*Aim:* Reproduce every item below word for word.

*Extracted entries:*
>> begin
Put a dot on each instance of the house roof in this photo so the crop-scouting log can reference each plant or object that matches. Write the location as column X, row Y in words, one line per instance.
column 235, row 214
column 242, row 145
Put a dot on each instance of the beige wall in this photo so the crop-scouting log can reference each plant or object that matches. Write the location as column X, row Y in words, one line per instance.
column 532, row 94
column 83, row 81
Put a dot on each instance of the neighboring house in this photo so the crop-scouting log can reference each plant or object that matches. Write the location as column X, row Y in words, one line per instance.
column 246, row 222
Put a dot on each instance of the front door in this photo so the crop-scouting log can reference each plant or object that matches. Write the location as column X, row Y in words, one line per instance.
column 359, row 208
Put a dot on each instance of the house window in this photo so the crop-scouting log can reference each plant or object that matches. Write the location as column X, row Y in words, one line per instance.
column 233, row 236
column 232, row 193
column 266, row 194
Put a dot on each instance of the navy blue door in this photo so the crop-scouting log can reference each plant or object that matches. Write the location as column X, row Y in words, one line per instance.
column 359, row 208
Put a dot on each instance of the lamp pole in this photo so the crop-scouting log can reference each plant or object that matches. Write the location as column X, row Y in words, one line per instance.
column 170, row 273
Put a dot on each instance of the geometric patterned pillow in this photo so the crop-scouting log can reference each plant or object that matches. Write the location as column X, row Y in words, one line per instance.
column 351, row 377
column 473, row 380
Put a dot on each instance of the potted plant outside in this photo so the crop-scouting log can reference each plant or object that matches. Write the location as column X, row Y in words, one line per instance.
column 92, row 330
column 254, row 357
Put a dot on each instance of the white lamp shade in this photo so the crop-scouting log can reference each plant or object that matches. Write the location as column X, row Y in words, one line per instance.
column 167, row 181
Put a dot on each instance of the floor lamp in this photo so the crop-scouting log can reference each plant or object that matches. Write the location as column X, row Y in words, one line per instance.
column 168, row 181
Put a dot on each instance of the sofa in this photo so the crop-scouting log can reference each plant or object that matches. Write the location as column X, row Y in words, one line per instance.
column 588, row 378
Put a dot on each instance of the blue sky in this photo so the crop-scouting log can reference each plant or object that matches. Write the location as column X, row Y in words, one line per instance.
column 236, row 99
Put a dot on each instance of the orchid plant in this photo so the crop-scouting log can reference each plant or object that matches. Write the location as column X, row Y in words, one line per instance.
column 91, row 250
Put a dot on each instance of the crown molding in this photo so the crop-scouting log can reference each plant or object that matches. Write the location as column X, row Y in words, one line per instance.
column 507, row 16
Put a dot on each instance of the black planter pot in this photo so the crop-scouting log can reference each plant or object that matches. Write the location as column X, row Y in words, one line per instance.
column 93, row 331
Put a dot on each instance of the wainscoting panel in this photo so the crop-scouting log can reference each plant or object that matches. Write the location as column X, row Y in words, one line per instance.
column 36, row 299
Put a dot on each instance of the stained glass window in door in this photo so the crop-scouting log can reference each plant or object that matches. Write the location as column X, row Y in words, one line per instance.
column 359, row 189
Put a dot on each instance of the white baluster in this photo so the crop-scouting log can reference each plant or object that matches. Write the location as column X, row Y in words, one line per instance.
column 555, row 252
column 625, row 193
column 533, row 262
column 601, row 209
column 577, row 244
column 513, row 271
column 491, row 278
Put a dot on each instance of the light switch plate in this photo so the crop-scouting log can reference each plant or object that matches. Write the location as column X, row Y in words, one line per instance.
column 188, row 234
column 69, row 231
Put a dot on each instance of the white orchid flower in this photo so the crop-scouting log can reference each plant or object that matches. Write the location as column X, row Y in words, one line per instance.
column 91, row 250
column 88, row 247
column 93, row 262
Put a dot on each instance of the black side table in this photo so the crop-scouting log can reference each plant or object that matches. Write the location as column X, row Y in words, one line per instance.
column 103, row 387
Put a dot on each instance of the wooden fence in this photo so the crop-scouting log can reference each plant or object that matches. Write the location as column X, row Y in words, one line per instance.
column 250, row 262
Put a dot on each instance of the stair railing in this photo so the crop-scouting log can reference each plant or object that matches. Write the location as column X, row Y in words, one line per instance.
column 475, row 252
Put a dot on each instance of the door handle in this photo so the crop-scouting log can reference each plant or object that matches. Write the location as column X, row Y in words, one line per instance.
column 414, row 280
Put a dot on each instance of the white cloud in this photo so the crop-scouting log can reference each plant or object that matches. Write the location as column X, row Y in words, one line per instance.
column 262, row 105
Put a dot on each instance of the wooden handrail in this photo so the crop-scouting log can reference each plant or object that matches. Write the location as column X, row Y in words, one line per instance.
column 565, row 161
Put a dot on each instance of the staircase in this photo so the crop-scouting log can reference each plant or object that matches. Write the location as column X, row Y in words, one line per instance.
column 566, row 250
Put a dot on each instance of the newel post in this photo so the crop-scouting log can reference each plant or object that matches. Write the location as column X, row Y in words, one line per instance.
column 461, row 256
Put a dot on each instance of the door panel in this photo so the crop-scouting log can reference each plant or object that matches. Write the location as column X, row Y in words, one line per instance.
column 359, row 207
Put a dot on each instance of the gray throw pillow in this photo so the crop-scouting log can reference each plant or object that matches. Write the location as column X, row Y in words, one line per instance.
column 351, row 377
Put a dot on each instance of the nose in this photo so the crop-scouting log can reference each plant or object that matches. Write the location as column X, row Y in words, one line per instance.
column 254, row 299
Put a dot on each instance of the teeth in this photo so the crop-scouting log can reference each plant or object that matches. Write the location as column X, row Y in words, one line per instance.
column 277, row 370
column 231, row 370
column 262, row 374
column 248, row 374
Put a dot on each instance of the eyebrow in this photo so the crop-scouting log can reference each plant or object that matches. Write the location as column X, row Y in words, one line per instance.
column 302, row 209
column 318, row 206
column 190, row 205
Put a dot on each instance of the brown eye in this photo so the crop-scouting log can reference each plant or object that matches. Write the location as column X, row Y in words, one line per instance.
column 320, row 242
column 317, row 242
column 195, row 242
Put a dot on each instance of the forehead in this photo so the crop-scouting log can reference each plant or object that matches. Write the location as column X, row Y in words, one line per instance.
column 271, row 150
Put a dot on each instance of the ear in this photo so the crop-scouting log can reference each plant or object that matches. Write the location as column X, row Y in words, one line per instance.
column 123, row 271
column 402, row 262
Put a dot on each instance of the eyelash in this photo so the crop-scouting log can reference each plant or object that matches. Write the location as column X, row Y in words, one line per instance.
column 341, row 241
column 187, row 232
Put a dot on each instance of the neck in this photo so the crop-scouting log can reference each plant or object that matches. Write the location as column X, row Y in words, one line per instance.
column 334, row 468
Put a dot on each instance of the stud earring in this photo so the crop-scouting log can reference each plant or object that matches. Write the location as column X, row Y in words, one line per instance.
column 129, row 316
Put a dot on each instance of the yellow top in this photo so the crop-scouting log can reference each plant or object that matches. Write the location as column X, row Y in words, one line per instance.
>> end
*Output below:*
Put a dot on each instance of the house roof in this photo so the crop-scouting log can reference each plant or object that matches. Write the location as column X, row Y in words, one line per instance.
column 235, row 214
column 242, row 145
Put a dot on each instance of the beige wall in this photo so the crop-scouting log can reference each plant or object that matches. Write the location as column X, row Y in words, one line per instance.
column 532, row 94
column 83, row 81
Put a dot on each instance of the neighboring house in this photo so the crop-scouting log can reference each plant or object that matches. Write the location as column X, row Y in words, one line per instance.
column 246, row 222
Put a dot on each instance of the front door in this photo so the crop-scouting log can reference each plant or object that matches. Write the location as column X, row Y in words, one line per instance.
column 359, row 208
Put a dot on each instance of the house window in this photo so the crop-scouting log can reference each plant or object that matches. Write the location as column X, row Y in words, one line per instance.
column 233, row 236
column 232, row 193
column 266, row 194
Put a dot on each instance of the navy blue door in this photo so the crop-scouting log can reference each plant or object that matches. Write the location as column X, row Y in words, one line per instance.
column 359, row 208
Put a dot on each instance of the lamp pole in this photo so the crop-scouting log can reference each plant or object that matches. Write the location as column X, row Y in words, one line per instance.
column 170, row 273
Put a dot on each instance of the geometric patterned pillow in this photo so the crop-scouting log can reference each plant or object that matches. Write the location as column X, row Y in words, one line per instance.
column 351, row 377
column 473, row 380
Put a dot on each instance of the potted plant outside in this photo so the crop-scouting log can reference each plant or object that matches. Write the location as column X, row Y in words, one line per instance.
column 92, row 330
column 254, row 357
Put a dot on each instance of the white lamp shade in this photo so the crop-scouting log can reference each plant or object that matches. Write the location as column X, row Y in words, one line per instance.
column 167, row 181
Put a dot on each instance of the floor lamp in this photo so the crop-scouting log can reference each plant or object that matches. Write the location as column X, row Y in words, one line per instance.
column 168, row 181
Put a dot on each instance of the sofa in this photo so the crop-scouting log can reference each plant or object that matches. Write the location as column X, row Y in words, one line per instance.
column 588, row 378
Put a dot on each instance of the blue sky in this photo so the crop-scouting log can reference each plant or object that matches. Write the location as column X, row Y in words, one line per instance.
column 236, row 99
Put a dot on each instance of the orchid plant in this photo so the crop-scouting log can reference each plant or object that matches. Write the location as column X, row Y in words, one line per instance.
column 91, row 250
Put a dot on each instance of the crown molding in this photo so the crop-scouting log can reference each plant or object that matches. Write the location as column X, row Y in words, one line per instance.
column 507, row 16
Put a dot on each instance of the black planter pot in this photo so the crop-scouting log can reference each plant or object that matches. Write the location as column X, row Y in words, one line per instance.
column 93, row 331
Put a dot on each instance of the wainscoting panel in this photo so the crop-scouting log can reference each plant or object that matches. Write the location as column X, row Y in words, one line per instance.
column 36, row 299
Put a dot on each instance of the stained glass window in door in this photo so the crop-scouting log can reference each plant or object that matches. Write the location as column X, row Y in words, one line per instance.
column 359, row 189
Put a dot on each instance of the white baluster in this photo so the crop-scouting log can reference each plant or object that matches. Write the location as column X, row Y in words, one line per instance.
column 555, row 252
column 625, row 193
column 533, row 262
column 601, row 209
column 577, row 244
column 513, row 271
column 491, row 278
Put a dot on each instance of the light switch plate in this photo so the crop-scouting log can reference each plant or object that matches. Write the location as column X, row Y in words, one line per instance.
column 188, row 234
column 69, row 231
Put a dot on each instance of the white orchid flower in this photo so the crop-scouting log can reference each plant or object that matches. Write the location as column X, row Y in words, one line per instance.
column 91, row 250
column 88, row 247
column 93, row 262
Put a dot on each instance of the black side table in this photo so the crop-scouting log can reference each plant or object that matches. Write the location as column X, row Y in words, one line per instance.
column 103, row 387
Put a dot on each instance of the wooden fence in this photo so the crop-scouting log can reference each plant or object that matches. Write the location as column X, row Y in words, one line per instance.
column 250, row 262
Put a dot on each instance of the stair railing in this photo so the crop-scouting log can reference each plant or object that matches. Write the location as column X, row Y in words, one line per instance.
column 475, row 252
Put a dot on each instance of the door handle in this photo so the crop-scouting log can reference each plant or object that matches. Write the location as column X, row Y in words, one line per instance.
column 414, row 280
Put a dot on each instance of the white cloud in this photo so the crop-scouting log can reference each plant or object that matches. Write the location as column X, row Y in words, one line per instance.
column 262, row 105
Put a dot on each instance of the wooden handrail in this photo so the crop-scouting log can reference each plant or object that matches. Write the location as column X, row Y in words, one line per instance.
column 565, row 161
Put a dot on each instance of the staircase in this photo so the crop-scouting log can reference each plant or object that matches. Write the location as column X, row Y in words, one line per instance.
column 566, row 250
Put a dot on each instance of the newel post in this photo so the crop-scouting log can reference each plant or object that matches. Write the location as column X, row Y in words, one line per instance.
column 461, row 256
Put a dot on each instance of the door panel in this photo so the crop-scouting log can reference each plant or object that matches. Write the location as column X, row Y in words, one line per instance.
column 359, row 207
Put a dot on each instance of the gray throw pillow in this photo so the crop-scouting log can reference each plant or object that matches. Write the location as column X, row Y in words, one line per instance.
column 351, row 377
Put a dot on each instance of the nose in this photo so the crop-scouting log can reference each plant or object that matches. Write the location as column X, row Y in words, one line per instance.
column 254, row 299
Put a dot on each instance of the teeth in this photo so the crop-scouting log can reference each plant or object that matches. Write the location as column X, row Y in words, one line per instance.
column 277, row 370
column 231, row 370
column 262, row 374
column 248, row 374
Put a dot on each instance of the eyebrow in this photo so the crop-scouting log can reference each plant or object that matches. Write the location as column X, row Y in words, one line per instance.
column 302, row 209
column 318, row 206
column 190, row 205
Put a dot on each instance of the brown eye in this photo so the crop-scouting log can reference each plant or object that matches. Write the location as column X, row Y in words, one line per instance.
column 320, row 242
column 317, row 242
column 195, row 242
Put a dot on each instance of the forehead in this photo so the crop-scouting log can reference each plant or object that matches. Write the location as column X, row Y in words, one line per instance.
column 271, row 150
Put a dot on each instance of the ear in this photo so the crop-scouting log can reference each plant or object that matches. Write the location as column X, row Y in words, one line per instance.
column 123, row 271
column 402, row 262
Put a dot on each instance of the eyelash in this photo so the crop-scouting log can reference each plant or object that matches. Write the location as column X, row Y in words, one line per instance.
column 341, row 241
column 187, row 232
Put a dot on each instance of the neck in this photo so the crop-scouting log can reference each plant or object that matches. Write the location as column X, row Y in words, one line per instance.
column 334, row 468
Put a dot on each instance of the stud earring in this photo so the crop-scouting log can reference each plant or object that matches. Write the location as column X, row Y in words, one line per instance.
column 129, row 316
Put a dot on each instance of the yellow top in this photo so the crop-scouting log can reference each plant or object that matches. Write the location as column X, row Y in words, one line per instance.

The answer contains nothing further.